Data records =>
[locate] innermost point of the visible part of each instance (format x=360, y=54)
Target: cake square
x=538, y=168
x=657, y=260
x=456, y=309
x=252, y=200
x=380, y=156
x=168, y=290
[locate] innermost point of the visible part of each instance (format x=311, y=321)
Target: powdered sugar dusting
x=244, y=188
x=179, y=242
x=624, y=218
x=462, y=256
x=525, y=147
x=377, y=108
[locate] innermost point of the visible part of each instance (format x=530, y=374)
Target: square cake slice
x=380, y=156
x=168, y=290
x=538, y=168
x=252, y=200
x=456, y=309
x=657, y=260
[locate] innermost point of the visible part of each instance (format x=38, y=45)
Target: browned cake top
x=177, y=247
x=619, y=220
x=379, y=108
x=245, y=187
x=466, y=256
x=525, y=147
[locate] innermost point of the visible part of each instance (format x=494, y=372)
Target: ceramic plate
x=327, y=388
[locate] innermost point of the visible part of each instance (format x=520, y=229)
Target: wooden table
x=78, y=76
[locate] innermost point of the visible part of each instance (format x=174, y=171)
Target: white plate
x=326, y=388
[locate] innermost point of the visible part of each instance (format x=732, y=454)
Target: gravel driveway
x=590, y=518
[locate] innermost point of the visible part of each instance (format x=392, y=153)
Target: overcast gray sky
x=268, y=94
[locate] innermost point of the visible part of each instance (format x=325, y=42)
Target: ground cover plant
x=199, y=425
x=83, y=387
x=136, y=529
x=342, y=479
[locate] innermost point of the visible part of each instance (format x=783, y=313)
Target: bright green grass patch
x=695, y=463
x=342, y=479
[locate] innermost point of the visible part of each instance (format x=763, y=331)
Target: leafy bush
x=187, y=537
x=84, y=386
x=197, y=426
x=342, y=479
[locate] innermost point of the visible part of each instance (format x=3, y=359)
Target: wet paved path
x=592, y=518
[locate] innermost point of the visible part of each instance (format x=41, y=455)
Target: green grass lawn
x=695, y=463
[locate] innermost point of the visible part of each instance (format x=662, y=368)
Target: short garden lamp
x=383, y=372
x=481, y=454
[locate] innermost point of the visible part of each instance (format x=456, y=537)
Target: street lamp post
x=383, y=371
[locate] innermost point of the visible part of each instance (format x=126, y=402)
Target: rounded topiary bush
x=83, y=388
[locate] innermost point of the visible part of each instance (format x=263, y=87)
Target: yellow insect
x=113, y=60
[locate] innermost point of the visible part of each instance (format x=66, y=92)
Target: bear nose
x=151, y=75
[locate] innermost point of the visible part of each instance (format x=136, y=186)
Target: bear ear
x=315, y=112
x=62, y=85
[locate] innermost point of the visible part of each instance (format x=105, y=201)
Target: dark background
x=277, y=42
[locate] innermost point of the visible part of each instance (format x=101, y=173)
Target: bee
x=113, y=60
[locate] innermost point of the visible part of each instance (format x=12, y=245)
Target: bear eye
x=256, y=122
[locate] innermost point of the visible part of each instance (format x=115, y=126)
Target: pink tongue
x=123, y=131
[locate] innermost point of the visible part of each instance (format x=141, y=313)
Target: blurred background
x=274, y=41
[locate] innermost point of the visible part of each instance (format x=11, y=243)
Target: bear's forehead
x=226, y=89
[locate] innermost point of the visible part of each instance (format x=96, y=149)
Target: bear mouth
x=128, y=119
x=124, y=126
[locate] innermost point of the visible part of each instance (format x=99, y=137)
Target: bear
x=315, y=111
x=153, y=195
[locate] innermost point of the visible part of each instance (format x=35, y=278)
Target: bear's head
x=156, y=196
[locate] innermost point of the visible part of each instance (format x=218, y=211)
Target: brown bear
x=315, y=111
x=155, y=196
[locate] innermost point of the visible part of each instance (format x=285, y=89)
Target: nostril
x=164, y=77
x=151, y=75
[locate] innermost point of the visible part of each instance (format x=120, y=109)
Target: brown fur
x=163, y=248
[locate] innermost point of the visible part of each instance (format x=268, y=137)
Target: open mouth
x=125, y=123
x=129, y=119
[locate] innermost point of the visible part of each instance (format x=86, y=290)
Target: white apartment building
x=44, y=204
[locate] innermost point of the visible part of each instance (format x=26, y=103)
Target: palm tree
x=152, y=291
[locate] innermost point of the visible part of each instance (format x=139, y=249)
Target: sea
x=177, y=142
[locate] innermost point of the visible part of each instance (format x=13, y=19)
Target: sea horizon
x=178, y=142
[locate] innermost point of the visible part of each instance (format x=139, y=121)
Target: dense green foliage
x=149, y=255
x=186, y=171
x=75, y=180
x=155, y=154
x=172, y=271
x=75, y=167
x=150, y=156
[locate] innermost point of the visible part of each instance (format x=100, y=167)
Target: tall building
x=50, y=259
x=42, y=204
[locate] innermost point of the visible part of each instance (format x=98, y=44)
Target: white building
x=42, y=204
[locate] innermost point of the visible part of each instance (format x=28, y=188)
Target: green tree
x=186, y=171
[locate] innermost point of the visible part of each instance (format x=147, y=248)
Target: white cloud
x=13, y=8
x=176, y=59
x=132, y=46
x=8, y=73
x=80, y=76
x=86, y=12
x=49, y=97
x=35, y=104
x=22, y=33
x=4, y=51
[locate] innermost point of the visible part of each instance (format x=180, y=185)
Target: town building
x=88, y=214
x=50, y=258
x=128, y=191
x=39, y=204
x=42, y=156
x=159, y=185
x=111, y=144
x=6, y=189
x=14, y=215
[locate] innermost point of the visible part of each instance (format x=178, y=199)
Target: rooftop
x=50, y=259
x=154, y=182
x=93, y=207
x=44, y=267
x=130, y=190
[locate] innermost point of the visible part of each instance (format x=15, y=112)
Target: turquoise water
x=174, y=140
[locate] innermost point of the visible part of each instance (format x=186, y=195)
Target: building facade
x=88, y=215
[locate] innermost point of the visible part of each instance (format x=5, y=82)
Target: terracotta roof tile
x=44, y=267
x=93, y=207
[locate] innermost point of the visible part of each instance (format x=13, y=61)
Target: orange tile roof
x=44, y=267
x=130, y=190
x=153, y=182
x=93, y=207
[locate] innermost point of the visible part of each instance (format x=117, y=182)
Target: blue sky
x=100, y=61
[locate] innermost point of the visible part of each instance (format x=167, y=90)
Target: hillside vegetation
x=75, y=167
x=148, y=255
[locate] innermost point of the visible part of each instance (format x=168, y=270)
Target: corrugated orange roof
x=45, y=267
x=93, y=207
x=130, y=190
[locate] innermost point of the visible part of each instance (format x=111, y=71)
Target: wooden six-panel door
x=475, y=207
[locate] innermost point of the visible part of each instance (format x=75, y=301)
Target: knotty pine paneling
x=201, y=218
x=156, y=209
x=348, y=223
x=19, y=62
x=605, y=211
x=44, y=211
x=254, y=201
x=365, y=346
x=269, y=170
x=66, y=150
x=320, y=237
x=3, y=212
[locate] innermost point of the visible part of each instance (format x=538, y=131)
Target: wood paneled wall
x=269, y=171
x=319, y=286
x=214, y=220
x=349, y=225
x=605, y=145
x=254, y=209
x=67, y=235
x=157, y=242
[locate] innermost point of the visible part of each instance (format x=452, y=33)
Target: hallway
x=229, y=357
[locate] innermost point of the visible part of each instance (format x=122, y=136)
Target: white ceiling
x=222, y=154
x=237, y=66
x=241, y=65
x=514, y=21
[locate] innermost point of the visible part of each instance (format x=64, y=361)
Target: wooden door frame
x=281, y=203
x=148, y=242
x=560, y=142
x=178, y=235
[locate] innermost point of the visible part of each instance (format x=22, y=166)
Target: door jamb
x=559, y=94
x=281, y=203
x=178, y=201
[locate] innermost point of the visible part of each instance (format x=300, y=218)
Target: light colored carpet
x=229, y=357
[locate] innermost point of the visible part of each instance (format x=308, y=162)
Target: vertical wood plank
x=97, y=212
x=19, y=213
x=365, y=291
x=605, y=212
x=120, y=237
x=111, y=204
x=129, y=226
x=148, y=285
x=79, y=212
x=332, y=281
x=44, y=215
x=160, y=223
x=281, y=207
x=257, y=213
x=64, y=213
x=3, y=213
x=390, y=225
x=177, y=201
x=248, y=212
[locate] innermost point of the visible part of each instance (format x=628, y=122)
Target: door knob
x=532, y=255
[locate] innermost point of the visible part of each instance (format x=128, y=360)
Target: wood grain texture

Problem requirements => From the records above, repeat exactly the lines from the one with "Target: brown fur" through the one with "(format x=13, y=61)", both included.

Solution for this task =>
Target: brown fur
x=163, y=248
[locate] innermost point of the visible part of each instance (format x=268, y=137)
Target: open mouth
x=125, y=123
x=129, y=119
[locate] innermost point of the visible part of each instance (format x=86, y=290)
Target: white apartment building
x=44, y=204
[locate] innermost point of the visible part of each instance (format x=26, y=103)
Target: palm tree
x=152, y=291
[locate] innermost point of the visible part of each instance (format x=139, y=249)
Target: sea
x=177, y=142
[locate] innermost point of the visible part of each instance (format x=13, y=19)
Target: sea horizon
x=178, y=142
[locate] innermost point of the visible part of each instance (format x=139, y=121)
Target: dense green foliage
x=149, y=255
x=186, y=171
x=75, y=180
x=155, y=154
x=172, y=271
x=75, y=167
x=150, y=156
[locate] innermost point of the visible part of each instance (format x=100, y=167)
Target: tall building
x=50, y=259
x=42, y=204
[locate] innermost point of the visible part of each instance (format x=98, y=44)
Target: white building
x=42, y=204
[locate] innermost point of the visible part of each instance (format x=28, y=188)
Target: green tree
x=186, y=171
[locate] innermost point of the visible part of each instance (format x=147, y=248)
Target: white cloud
x=13, y=8
x=176, y=59
x=132, y=46
x=8, y=73
x=80, y=76
x=86, y=12
x=49, y=97
x=35, y=104
x=22, y=33
x=4, y=51
[locate] innermost point of the visible part of each instance (format x=180, y=185)
Target: town building
x=88, y=214
x=50, y=258
x=128, y=191
x=39, y=204
x=42, y=156
x=159, y=185
x=111, y=144
x=6, y=189
x=14, y=215
[locate] innermost point of the visible part of each instance (format x=178, y=199)
Target: rooftop
x=50, y=259
x=154, y=182
x=93, y=207
x=44, y=267
x=130, y=190
[locate] innermost point of the visible part of each instance (format x=15, y=112)
Target: turquoise water
x=174, y=140
[locate] innermost point of the visible part of each instance (format x=186, y=195)
Target: building facade
x=88, y=215
[locate] innermost point of the visible part of each instance (format x=5, y=82)
Target: terracotta roof tile
x=44, y=267
x=93, y=207
[locate] innermost point of the visible part of each instance (format x=13, y=61)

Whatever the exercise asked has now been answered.